Verilen Metin:
================
Bir çiftlik ne kadar verimliyse, parayı da o kadar kazanıyor. Verimlilik ise günlük aldığınız süt miktarıdır. Bir inek 36 ila 37 litre süt veriyor. Ben bunu 40’a çıkarırsam hayvana zarar veririm. Az zayiatla, verimli bir şekilde yönetmem lazım. Biz şu anda çiftliği çok iyi yönetiyoruz.

Örneğin ben besicilik yapmıyorum. Çünkü, onları büyütüp kasaba vermeye kıyamıyorum. Köylülere, doğan erkekleri ufakken veriyorum. 3 dişi tohum atıyorum, kesmeden veriyorum. Biz sütçüyüz. O nedenle yaptığımız işe “estetik hayvancılık” diyoruz. Bizim amacımız “hayvanları mutlu etmek”.
Bir yavru doğduğu zaman 20 bin TL para. Devamlı yeni doğumlar oluyor.

Her şey planladığım gibi, hatta tahminimin üstünde iyi gidiyor. Çok mutluyum, para kazanıyorum, zevkle çiftliği geziyorum. Bazen 2 haftada bir, bazen ayda bir gidiyorum ama her gün rapor alıyorum.

KÂRLI BİR İŞ Mİ?
================
Veri kümesi satırları
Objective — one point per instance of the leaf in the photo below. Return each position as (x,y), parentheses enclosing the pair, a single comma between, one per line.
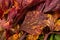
(57,36)
(41,37)
(51,37)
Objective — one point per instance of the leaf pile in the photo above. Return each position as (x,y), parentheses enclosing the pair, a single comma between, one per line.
(28,19)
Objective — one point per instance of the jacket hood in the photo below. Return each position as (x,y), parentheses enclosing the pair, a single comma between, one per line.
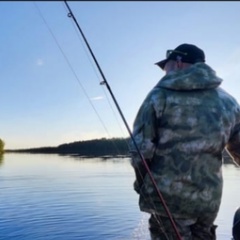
(197,76)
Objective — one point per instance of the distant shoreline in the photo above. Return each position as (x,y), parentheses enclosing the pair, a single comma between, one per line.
(107,148)
(90,148)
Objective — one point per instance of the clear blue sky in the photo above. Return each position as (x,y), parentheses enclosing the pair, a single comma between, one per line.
(51,96)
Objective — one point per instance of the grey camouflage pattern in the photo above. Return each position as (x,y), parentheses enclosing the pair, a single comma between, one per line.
(182,128)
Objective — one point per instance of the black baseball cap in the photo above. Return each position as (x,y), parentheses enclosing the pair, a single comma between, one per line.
(188,53)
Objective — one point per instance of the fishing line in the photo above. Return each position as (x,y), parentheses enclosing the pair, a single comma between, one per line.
(104,82)
(74,73)
(94,69)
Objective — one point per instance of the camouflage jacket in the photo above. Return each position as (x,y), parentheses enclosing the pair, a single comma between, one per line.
(181,129)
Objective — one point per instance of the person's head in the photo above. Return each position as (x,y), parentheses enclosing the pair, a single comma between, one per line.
(181,57)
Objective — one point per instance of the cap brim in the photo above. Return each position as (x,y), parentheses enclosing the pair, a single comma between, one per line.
(162,63)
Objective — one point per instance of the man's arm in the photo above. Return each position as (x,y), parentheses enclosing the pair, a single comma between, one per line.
(233,146)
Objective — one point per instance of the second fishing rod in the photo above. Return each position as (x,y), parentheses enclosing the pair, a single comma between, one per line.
(105,82)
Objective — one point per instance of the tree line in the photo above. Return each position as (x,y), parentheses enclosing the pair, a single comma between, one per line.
(96,147)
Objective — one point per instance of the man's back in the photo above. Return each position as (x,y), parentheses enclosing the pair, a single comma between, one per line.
(194,119)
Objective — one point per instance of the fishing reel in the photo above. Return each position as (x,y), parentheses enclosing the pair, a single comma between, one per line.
(236,225)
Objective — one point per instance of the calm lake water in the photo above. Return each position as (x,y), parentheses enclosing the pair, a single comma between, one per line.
(48,197)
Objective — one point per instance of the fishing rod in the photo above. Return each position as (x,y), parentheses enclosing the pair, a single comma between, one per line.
(105,82)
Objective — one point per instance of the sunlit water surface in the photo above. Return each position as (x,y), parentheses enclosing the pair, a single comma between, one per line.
(48,197)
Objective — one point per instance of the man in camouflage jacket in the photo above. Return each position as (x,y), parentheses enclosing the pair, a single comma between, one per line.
(181,129)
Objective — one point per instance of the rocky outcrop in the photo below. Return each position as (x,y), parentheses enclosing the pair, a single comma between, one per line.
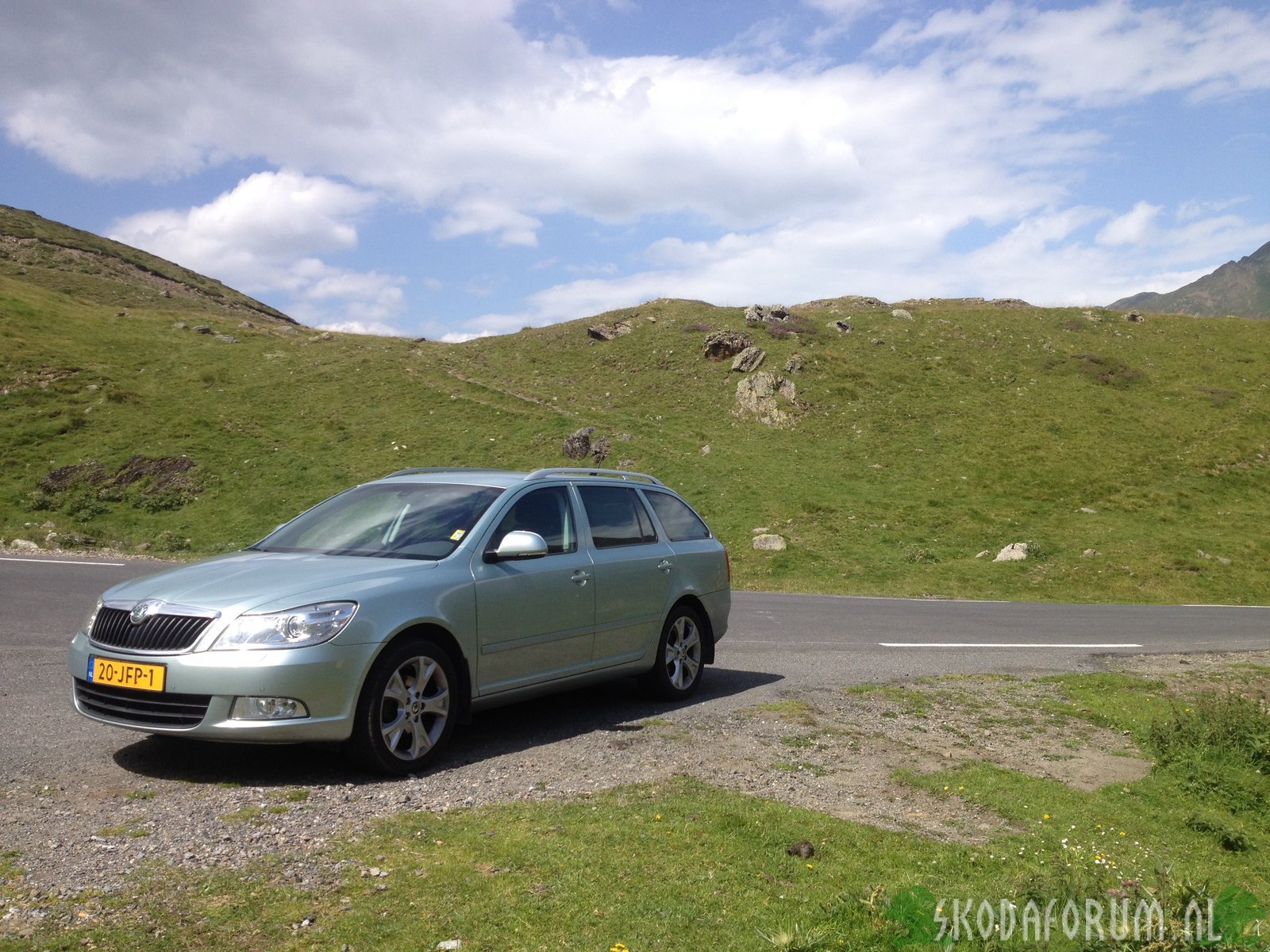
(607,332)
(759,314)
(749,359)
(725,343)
(1014,552)
(768,397)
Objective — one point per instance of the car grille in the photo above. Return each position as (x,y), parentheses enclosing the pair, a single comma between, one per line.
(144,708)
(159,632)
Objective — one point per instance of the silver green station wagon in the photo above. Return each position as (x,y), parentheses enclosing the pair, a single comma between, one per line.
(391,612)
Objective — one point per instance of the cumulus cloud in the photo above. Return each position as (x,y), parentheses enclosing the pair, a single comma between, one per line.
(794,179)
(264,236)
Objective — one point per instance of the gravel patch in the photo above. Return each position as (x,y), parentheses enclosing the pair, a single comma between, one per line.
(209,806)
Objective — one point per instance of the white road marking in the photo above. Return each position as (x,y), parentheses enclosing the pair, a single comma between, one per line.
(1001,644)
(59,562)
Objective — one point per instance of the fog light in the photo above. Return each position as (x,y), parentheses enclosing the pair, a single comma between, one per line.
(267,708)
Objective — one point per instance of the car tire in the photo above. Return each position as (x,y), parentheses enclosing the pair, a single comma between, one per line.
================
Yapılacak Görevler:
1 > Süt çiftliği hakkındaki metne göre şu ifadelerin her biri doğru mu: (a) Anlatıcı besicilik yapıyor. (b) Bir yavru doğduğunda 20 bin TL değerindedir. (c) Anlatıcı çiftliğe her gün gidiyor. Her biri için evet ya da hayır deyin ve kararı belirleyen sözleri metinden aynen aktarın.
2 > Kayıtlarda "Objective — one point per instance of the white" ifadesini içeren satırdan başlayıp kayıtların sonuna kadar olan satırları yeniden yazın. Bu satırlarda "one point per instance" yerine "one point for each instance" getirin, geri kalan her şeyi değiştirmeden bırakın.

Çözümlü Yanıtlar:
1 >
(a) Hayır: "Örneğin ben besicilik yapmıyorum."
(b) Evet: "Bir yavru doğduğu zaman 20 bin TL para."
(c) Hayır: "Bazen 2 haftada bir, bazen ayda bir gidiyorum ama her gün rapor alıyorum."

2 >
Objective — one point for each instance of the white road marking in the photo above. Return each position as (x,y), parentheses enclosing the pair, a single comma between, one per line.
(1001,644)
(59,562)
Objective — one point for each instance of the fog light in the photo above. Return each position as (x,y), parentheses enclosing the pair, a single comma between, one per line.
(267,708)
Objective — one point for each instance of the car tire in the photo above. Return each position as (x,y), parentheses enclosing the pair, a single comma between, one per line.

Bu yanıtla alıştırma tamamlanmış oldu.